#### YOUR INSTRUCTIONS
Repeat the records below with every occurrence of "bounding box" swapped for "bbox", leaving everything else unchanged.

#### DATA TO USE
• • •

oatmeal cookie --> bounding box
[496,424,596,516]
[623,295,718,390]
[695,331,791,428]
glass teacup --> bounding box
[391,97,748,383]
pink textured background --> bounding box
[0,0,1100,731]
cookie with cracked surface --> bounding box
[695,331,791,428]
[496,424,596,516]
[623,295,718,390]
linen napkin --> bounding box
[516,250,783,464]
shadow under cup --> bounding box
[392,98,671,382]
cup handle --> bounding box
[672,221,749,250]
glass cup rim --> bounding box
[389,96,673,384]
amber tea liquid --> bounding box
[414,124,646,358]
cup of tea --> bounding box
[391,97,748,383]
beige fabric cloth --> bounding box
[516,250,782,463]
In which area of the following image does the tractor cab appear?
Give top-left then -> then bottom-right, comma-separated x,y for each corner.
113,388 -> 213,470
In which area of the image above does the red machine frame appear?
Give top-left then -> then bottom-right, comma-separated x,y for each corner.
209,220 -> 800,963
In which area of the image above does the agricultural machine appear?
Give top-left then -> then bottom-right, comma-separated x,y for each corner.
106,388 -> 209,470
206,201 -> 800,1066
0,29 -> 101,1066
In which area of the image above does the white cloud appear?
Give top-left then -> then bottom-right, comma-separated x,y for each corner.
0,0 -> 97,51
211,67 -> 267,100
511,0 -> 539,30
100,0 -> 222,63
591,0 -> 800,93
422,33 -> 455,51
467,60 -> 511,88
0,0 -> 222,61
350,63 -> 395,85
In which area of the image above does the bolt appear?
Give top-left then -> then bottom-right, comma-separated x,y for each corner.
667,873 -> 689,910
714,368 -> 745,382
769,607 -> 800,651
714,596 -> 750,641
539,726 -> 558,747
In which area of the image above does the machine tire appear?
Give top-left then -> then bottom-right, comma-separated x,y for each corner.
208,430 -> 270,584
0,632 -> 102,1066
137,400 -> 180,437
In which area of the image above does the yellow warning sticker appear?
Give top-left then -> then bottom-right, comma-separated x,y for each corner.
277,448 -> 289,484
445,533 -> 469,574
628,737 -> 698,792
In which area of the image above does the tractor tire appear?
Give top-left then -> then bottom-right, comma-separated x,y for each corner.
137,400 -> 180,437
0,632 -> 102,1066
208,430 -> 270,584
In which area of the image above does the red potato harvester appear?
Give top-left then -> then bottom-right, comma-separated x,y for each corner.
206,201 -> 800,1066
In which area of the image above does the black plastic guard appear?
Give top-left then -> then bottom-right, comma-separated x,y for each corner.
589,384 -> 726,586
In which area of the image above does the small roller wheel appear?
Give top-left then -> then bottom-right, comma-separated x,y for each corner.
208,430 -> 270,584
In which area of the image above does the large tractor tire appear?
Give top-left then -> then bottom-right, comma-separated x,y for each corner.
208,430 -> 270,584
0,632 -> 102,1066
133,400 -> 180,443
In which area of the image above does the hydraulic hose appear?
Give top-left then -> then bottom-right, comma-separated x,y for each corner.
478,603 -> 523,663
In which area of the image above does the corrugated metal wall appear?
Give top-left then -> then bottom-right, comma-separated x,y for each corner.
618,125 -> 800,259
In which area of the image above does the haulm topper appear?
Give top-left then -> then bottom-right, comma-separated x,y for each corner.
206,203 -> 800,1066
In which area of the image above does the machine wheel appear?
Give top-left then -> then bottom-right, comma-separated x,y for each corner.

• • •

#### EXERCISE OUTPUT
oatmeal cookie --> bbox
[496,424,596,516]
[623,295,718,390]
[695,331,791,428]
glass teacup --> bbox
[391,97,748,383]
pink textured background --> bbox
[0,0,1100,731]
cookie with cracked surface --> bbox
[695,331,791,428]
[496,424,596,516]
[623,295,718,390]
linen napkin --> bbox
[516,250,783,464]
shadow under cup --> bbox
[392,98,671,382]
cup handle --> bbox
[672,221,749,250]
glass cup rim --> bbox
[389,96,673,384]
amber tea liquid --> bbox
[414,124,646,358]
cup of tea --> bbox
[391,97,748,383]
beige fabric cloth --> bbox
[516,250,782,463]
In which area of the following image does the tractor cab appear?
Give top-left then -> then bottom-right, comma-separated x,y for each corner.
113,388 -> 213,470
In which area of the image above does the red machine frame appear?
Give top-left then -> then bottom-right, comma-separated x,y for each corner.
209,220 -> 800,963
In which area of the image above does the agricultural machine appear?
Give top-left then -> then bottom-right, comma-separated x,y for each corner.
106,388 -> 209,470
206,201 -> 800,1066
0,29 -> 101,1066
In which area of the image above does the white cloud appear?
Give top-left then -> then bottom-right, comma-separated x,y for each corner.
0,0 -> 97,51
211,67 -> 267,100
511,0 -> 539,30
100,0 -> 222,63
591,0 -> 800,93
422,33 -> 455,51
467,60 -> 511,88
0,0 -> 222,61
350,63 -> 395,85
In which area of the image above does the bolt appear?
Give top-left then -> then bottom-right, comma-separated x,y for each corner.
667,873 -> 689,910
714,368 -> 745,382
769,607 -> 800,651
714,596 -> 750,641
539,726 -> 558,747
In which area of the image above does the machine tire appear?
Give top-left then -> then bottom-right, comma-separated x,y for each corner.
208,430 -> 270,584
0,632 -> 102,1066
137,400 -> 180,437
In which area of the image above does the yellow warning sticker appear?
Give top-left then -> then bottom-right, comma-separated x,y for each corner.
277,448 -> 289,484
445,533 -> 469,574
628,737 -> 698,792
In which area of the image above does the tractor tire appear?
Give top-left then -> then bottom-right, comma-separated x,y for each corner.
137,400 -> 180,437
0,632 -> 102,1066
208,430 -> 270,584
In which area of the image above does the red potato harvester appear?
Give top-left then -> then bottom-right, comma-separated x,y for each corner.
206,201 -> 800,1066
In which area of the image above does the black plastic guard appear?
Give top-left then -> then bottom-right, comma-separated x,y for each corner.
589,384 -> 726,586
In which area of the image above does the small roller wheel appear?
Give top-left then -> then bottom-right, comma-separated x,y for each corner.
208,430 -> 270,584
In which area of the image above does the large tractor tire appear?
Give top-left then -> then bottom-right, comma-separated x,y for each corner.
208,430 -> 270,584
0,632 -> 102,1066
133,400 -> 180,443
In which area of the image above does the hydraulic hose appear?
Give top-left then -> then bottom-right, comma-separated x,y for each corner.
478,603 -> 523,663
In which area of the image above does the corrugated metal wall appear?
Give top-left then -> then bottom-right, comma-separated x,y for each corner.
618,125 -> 800,259
In which area of the image above does the haulm topper appear?
Give top-left then -> then bottom-right, comma-separated x,y for each corner.
206,203 -> 800,1066
In which area of the image above does the machine wheel appear?
Give top-left then -> then bottom-right, comma-separated x,y for each corner.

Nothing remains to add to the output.